§ Aim of the exercise:
Pick out and copy every line in the material below that contains the string "oval". Matching is case-sensitive.

Some material
---

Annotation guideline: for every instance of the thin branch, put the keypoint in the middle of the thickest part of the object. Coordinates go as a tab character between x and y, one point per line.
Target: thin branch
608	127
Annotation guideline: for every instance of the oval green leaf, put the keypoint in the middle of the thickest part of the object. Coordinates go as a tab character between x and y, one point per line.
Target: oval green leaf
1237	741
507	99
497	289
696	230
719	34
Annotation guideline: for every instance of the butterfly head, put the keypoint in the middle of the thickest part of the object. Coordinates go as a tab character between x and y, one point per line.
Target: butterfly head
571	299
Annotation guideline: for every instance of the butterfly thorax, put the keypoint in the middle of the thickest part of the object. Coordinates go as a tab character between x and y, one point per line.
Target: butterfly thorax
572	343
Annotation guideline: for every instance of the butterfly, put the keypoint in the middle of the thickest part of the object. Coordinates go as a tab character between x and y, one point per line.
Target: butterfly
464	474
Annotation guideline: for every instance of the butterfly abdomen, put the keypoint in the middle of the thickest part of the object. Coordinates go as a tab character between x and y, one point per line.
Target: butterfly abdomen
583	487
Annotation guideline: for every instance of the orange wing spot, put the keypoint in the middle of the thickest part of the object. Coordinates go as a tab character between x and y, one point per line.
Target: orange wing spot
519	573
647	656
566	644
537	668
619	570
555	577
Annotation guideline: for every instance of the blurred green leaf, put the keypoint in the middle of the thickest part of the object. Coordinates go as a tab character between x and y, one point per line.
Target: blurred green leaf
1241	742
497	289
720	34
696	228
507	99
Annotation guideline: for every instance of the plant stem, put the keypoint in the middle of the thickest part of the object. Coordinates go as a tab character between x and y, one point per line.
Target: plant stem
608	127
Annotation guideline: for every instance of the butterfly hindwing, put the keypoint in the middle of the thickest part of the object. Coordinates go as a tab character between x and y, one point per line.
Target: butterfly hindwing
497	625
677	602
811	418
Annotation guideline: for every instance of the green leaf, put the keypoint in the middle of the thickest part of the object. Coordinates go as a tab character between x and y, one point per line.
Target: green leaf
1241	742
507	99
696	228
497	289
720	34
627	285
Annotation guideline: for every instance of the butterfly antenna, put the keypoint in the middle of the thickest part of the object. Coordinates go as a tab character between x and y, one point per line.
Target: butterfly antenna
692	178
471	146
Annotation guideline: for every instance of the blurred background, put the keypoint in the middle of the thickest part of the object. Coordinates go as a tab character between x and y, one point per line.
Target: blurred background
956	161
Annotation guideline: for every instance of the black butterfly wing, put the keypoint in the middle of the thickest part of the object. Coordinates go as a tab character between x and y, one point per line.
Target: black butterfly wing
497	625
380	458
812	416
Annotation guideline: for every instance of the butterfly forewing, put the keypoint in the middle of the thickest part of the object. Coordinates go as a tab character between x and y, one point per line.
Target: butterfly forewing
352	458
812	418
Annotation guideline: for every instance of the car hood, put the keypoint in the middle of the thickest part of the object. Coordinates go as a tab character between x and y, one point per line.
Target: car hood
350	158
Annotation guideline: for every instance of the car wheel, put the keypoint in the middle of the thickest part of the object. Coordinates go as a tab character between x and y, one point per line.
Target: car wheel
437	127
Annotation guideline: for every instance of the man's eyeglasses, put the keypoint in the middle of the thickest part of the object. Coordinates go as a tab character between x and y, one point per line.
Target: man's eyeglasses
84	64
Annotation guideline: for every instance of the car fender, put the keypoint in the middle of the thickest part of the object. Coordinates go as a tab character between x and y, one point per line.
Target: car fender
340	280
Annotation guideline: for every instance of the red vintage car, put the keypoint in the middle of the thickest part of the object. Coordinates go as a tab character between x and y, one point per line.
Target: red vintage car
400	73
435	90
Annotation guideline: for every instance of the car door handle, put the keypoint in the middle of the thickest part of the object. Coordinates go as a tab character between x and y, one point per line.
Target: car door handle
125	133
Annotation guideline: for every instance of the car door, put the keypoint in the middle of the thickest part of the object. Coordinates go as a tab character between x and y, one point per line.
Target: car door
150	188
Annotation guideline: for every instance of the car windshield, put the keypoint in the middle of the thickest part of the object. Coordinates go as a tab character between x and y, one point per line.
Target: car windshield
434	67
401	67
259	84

---

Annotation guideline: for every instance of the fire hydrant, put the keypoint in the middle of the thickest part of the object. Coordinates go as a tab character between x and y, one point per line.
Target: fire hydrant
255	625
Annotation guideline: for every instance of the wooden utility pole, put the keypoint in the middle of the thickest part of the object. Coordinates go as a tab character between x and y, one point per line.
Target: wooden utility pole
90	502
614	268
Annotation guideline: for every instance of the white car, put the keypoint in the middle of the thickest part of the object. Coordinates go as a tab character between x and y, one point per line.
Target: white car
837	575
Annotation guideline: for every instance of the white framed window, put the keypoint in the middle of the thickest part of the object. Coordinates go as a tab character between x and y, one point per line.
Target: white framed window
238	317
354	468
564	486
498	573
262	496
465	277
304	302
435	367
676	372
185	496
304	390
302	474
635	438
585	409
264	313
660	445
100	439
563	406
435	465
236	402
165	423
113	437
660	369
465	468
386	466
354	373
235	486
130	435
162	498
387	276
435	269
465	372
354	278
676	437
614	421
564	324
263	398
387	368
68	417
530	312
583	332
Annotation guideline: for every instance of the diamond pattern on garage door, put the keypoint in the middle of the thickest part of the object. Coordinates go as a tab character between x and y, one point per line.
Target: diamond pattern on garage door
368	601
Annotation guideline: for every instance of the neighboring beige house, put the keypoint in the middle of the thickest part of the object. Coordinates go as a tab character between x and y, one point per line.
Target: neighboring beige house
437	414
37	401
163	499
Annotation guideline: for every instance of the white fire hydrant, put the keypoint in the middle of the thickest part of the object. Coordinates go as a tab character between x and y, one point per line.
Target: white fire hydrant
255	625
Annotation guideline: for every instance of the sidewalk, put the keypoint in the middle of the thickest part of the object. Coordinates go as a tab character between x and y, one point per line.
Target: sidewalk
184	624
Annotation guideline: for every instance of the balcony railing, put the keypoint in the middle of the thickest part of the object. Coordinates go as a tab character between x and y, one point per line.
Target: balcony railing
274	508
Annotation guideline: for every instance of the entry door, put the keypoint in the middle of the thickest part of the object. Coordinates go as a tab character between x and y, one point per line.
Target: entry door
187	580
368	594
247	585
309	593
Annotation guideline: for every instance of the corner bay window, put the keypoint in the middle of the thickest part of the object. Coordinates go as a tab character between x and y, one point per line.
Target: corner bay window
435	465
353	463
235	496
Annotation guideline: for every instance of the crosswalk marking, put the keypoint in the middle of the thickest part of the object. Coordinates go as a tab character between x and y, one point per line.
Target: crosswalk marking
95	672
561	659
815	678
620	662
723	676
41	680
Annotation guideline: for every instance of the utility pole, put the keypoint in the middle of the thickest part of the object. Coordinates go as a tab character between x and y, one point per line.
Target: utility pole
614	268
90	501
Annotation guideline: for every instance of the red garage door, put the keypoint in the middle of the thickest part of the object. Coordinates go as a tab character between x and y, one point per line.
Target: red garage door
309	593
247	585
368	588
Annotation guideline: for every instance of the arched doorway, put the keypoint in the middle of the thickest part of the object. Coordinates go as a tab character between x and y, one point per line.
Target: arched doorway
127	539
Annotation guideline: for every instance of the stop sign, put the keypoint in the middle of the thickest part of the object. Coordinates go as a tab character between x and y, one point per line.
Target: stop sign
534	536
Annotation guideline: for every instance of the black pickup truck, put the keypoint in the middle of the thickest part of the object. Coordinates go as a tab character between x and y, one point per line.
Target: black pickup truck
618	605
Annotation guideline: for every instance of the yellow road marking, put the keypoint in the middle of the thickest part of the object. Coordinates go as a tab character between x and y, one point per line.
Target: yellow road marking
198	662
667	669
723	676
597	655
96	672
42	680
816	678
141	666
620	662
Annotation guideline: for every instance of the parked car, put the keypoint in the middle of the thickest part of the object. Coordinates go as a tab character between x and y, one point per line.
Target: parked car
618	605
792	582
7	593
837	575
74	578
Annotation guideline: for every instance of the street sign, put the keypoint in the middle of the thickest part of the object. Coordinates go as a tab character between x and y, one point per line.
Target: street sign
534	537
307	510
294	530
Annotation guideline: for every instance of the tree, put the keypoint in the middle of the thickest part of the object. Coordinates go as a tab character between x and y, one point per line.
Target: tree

---

§ Reply:
Annotation guideline: for every instance of the oval green leaf, put the keypoint in the middle of the thickest part of the object. Coordinates go as a tab character between x and y, one point per line.
Target: oval green leaf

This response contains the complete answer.